Reading passage:
__________________________________________________

Simple Tips: Treasury Management in a Disrupted World
The world has come to a standstill. The global coronavirus pandemic has grounded airlines, shut offices and non-essential businesses, forced people to stay home and observe social distancing, disrupted global supply chains and tipped the world economy into recession.
The gravest global health crisis since perhaps the Spanish Flu of 1918 has resulted in governments placing unprecedented and protracted peace-time restrictions on the movement of people and goods within and across national borders. As companies, businesses and people adapt to this “new normal” by working from home and using technology intensively to communicate and transact, they face fresh challenges in keeping businesses and operations running.
For corporate treasurers, this means juggling an ever longer list of priorities with scant and physically dispersed resources. They face a manifold increase in the complexities of managing liquidity, working capital and credit arrangements with suppliers, distributors and customers amid demand-supply mismatches arising from the disruption. Market volatility makes it harder to hedge positions. Economic uncertainty hinders their ability to develop meaningful scenarios of the shape an eventual recovery would take—U, V, W or some other—and its likely impact on the company’s finances.
Given the fluidity of the situation and the likelihood of lockdowns being extended in many parts of the world, corporate treasurers will need to pick their battles wisely and focus on the core priorities from this long and growing list. We regard three key considerations—liquidity, technology and supply chains—as being paramount.
Adequate working capital is crucial for maintaining day-to-day business operations. Treasurers must estimate all existing sources of liquidity—in house, bank credit and inter-company—and assess how long it can support their working capital. By establishing various scenarios for developments in markets, they will be able to estimate daily liquidity requirements in each scenario and plug cash forecasts based on data from their treasury management system and bank statements into the simulations to identify any gaps and opportunities.
A portion of the available liquidity would need to be set aside to fund any gaps arising from delays in revenue collection due to the disruption. Demand-supply gaps are also likely to arise across geographies and, given the regulated nature of regions such as Asia, considerations will need to be given to restricted markets to arrange for consolidation of their own liquidity and external bank funding.
Treasurers must maintain short-term liquidity with strong counterparties and determine the turnaround time to access this cash regionally or globally when needed. They must also arrange to access all available bank credit facilities and the need to draw them down for contingency purposes. Scenarios will vary across industries and sectors—some will have more than they can handle, some too little—hence the importance of assessment.
The current global crisis has highlighted, like never before, the importance of technology and dispelled any remaining doubts about the need to digitalise business operations and processes. There has probably never been a more opportune time to push for digitalisation projects. The current crisis may also trigger new ideas to accelerate multiyear technology projects and to explore options for automating liquidity management.

__________________________________________________

Excerpted data:
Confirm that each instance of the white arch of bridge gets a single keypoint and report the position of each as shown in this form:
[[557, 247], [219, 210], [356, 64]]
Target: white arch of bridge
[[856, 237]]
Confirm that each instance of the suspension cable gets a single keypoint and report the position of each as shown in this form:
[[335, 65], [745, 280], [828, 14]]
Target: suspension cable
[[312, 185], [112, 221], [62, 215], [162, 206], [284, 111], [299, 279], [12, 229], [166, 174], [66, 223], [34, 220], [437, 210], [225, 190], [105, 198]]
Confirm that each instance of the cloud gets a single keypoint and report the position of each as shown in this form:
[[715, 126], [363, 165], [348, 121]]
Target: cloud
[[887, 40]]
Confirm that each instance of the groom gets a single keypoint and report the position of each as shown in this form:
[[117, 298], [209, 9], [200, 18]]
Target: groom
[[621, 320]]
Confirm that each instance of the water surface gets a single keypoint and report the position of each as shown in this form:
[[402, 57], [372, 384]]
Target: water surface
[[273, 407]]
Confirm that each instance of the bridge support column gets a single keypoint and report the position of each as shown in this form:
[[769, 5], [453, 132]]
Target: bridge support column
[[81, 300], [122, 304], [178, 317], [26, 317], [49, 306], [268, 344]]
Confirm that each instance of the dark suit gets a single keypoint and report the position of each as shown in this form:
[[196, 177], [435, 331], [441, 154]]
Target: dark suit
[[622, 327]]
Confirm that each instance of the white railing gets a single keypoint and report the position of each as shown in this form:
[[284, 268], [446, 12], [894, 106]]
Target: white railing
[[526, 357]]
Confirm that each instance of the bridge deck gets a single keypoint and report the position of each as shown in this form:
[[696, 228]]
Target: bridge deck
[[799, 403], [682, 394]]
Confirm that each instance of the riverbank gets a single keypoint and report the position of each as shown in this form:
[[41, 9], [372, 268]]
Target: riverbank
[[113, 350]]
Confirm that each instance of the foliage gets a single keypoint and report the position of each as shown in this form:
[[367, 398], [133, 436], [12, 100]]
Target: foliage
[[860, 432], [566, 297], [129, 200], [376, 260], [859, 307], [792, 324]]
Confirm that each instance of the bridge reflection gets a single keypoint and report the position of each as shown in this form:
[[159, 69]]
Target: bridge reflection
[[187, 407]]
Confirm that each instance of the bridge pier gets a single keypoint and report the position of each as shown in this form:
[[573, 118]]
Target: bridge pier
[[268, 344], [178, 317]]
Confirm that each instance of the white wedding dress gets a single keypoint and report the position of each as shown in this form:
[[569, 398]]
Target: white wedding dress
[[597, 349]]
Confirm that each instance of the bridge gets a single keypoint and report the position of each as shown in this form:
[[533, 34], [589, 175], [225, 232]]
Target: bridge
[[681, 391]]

__________________________________________________

Brief A: According to the treasury management article, which three key considerations are regarded as paramount?
Brief B: Reproduce the passage of the treasury management article starting at "For corporate treasurers, this" and ending at "the company’s finances.".
Brief C: Resume the treasury management article after its final sentence and keep writing it.

Exercise answer A: Liquidity, technology and supply chains.

Exercise answer B:
For corporate treasurers, this means juggling an ever longer list of priorities with scant and physically dispersed resources. They face a manifold increase in the complexities of managing liquidity, working capital and credit arrangements with suppliers, distributors and customers amid demand-supply mismatches arising from the disruption. Market volatility makes it harder to hedge positions. Economic uncertainty hinders their ability to develop meaningful scenarios of the shape an eventual recovery would take—U, V, W or some other—and its likely impact on the company’s finances.

Exercise answer C:
Meanwhile, it is crucial to ensure that all treasury and finance staff are equipped with the hardware (laptops and mobile devices) and software (VPN connection, security tokens, remote access to critical systems like TMS, internet banking and financial reporting systems) to enable them to work from home or other safe remote locations. With large numbers of staff either working from home or at split sites, it is of utmost importance to increase awareness of cybersecurity and prevention of cybercrime with help from internal sources and banking partners.
Treasurers should also consult their banking partners on how to operate in situations where they are unable to provide wet ink signatures on bank instructions. Increased usage of e-banking, via shared service centres or in country finance set ups, would help ensure there are no disruptions to regular payment runs, payroll, regulatory payments and reconciliation.
Supply chain considerations
The pandemic has caused severe disruptions to supply chains around the world. Lockdowns to limit contagion have shuttered factories and, in some cases, reduced consumer demand. The resulting supply-demand imbalances are a source of stress for suppliers, distributors and customers and need to be studied with a view to devising plans to support the corporate ecosystem through the crisis. The current predicament has also highlighted an increasing need for treasurers to review their cash management set up to complement the evolution of the company’s physical supply chain set up, which will likely bring demand and supply locations in closer proximity and injection more digital tools and contact less modes of settling business transactions.
Mahesh Kini, head of cash management, Asia Pacific, BNP Paribas (pictured below), concludes: “As we navigate these extraordinary times—a generational crisis that most professionals are experiencing for the first time in their careers—it is of paramount importance to stay connected with colleagues, stakeholders, clients, suppliers, banking partners and peers to devise future treasury strategies and policies.”